**TO BE DONE:** Can you write out the items below again, swapping every "set down" for "place" and leaving everything else as it is?

**RECORDS SHOWN:**
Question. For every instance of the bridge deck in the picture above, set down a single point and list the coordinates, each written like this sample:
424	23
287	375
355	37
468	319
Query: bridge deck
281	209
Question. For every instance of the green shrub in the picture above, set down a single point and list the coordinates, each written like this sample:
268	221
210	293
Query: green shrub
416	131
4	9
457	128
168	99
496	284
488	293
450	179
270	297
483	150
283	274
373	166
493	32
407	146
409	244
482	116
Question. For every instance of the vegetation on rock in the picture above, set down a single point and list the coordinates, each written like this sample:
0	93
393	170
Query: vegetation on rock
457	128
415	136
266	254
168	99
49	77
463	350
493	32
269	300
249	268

**EXERCISE OUTPUT:**
Question. For every instance of the bridge deck in the picture above, place a single point and list the coordinates, each written like this sample:
424	23
287	375
355	37
468	319
Query: bridge deck
281	209
Question. For every instance of the green shrub in the picture above, place a single point and list the coordinates, each written like this sample:
268	221
210	293
Query: green shrub
416	131
4	9
457	128
168	99
496	284
488	293
450	179
270	297
483	150
283	274
373	166
493	32
407	146
409	244
482	116
Question. For every instance of the vegetation on rock in the picture above, place a single point and list the coordinates, each written like this sample:
0	93
393	170
Query: vegetation on rock
457	128
415	136
266	254
168	99
49	77
463	350
493	32
269	300
249	268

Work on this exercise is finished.